§ **MATERIAL TO PROCESS**

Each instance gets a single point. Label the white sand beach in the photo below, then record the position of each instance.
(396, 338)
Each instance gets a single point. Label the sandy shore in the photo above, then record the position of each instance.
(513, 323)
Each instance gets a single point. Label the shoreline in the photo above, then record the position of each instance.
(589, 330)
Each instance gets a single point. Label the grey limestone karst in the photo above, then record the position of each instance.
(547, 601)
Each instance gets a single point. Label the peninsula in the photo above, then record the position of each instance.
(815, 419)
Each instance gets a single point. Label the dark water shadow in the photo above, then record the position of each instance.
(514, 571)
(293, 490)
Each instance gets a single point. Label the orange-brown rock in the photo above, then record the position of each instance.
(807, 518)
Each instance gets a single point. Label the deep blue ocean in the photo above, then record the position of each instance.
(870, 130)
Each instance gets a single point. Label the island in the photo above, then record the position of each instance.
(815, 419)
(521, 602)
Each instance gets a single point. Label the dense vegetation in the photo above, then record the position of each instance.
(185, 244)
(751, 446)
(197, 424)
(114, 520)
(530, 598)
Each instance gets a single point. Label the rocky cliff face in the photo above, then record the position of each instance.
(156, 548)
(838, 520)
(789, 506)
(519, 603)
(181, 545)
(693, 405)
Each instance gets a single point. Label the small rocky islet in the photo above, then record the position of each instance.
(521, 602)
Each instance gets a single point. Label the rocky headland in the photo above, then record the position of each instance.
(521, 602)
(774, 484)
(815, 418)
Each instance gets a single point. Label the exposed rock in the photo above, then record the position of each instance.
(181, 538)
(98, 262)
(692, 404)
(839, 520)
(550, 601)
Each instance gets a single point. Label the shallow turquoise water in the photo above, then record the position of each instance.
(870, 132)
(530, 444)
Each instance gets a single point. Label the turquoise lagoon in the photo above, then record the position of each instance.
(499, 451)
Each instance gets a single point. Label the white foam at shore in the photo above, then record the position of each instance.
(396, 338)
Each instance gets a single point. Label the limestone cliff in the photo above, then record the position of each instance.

§ **ACTIVITY**
Give back every line of the material, exactly as written.

§ **TASK RESULT**
Each instance gets a single point. Label the white sand beach in the photo below, then record the position of each instance.
(396, 338)
Each instance gets a single point. Label the sandy shore in the photo above, then record the position of each instance.
(513, 323)
Each instance gets a single point. Label the shoreline in the photo above, then record the position of each instance.
(589, 330)
Each instance gets a single point. Label the grey limestone karst in the photo above, then record the position of each instance.
(547, 601)
Each instance gets a single point. Label the peninsula in the photo above, then record the position of each instance.
(815, 419)
Each instance gets a single point. Label the dark water shadow in the photo above, then record the position of each instance.
(514, 571)
(293, 490)
Each instance gets a single point. Label the orange-brown rock in the photo above, then record the position of each instance.
(807, 518)
Each instance gets a single point. Label the deep blue ocean in the photo above, then record the position of each instance.
(870, 130)
Each instance gets a single point. Label the island in the photo above, then record the position of each instance.
(815, 419)
(521, 602)
Each instance gets a single point. Label the dense vegetation in the photo above, then record the position of each instance.
(185, 244)
(751, 446)
(197, 424)
(114, 520)
(530, 598)
Each instance gets a single point. Label the rocky cliff face in the photo above, then record the position of each instance.
(156, 548)
(838, 520)
(789, 506)
(519, 603)
(181, 545)
(693, 405)
Each instance gets a single point. Label the small rocky islet in the photo above, then record the position of each instance.
(521, 602)
Each instance gets a single point. Label the rocky headland in the photo above, then record the position of each instance.
(521, 602)
(774, 484)
(815, 418)
Each instance gets a single point. Label the exposed rock in the photo above, then record the position of each instance.
(181, 538)
(98, 262)
(692, 404)
(839, 520)
(550, 601)
Each instance gets a single point. Label the shallow turquoise water in the photo above, then record the position of each instance.
(870, 132)
(530, 444)
Each instance gets a single point. Label the turquoise lagoon in the photo above, then record the position of each instance.
(499, 451)
Each instance gets a single point. Label the white foam at shore in the photo above, then record the position of each instance.
(396, 338)
Each instance gets a single point. Label the limestone cliff in the photo above, then record the position of each instance.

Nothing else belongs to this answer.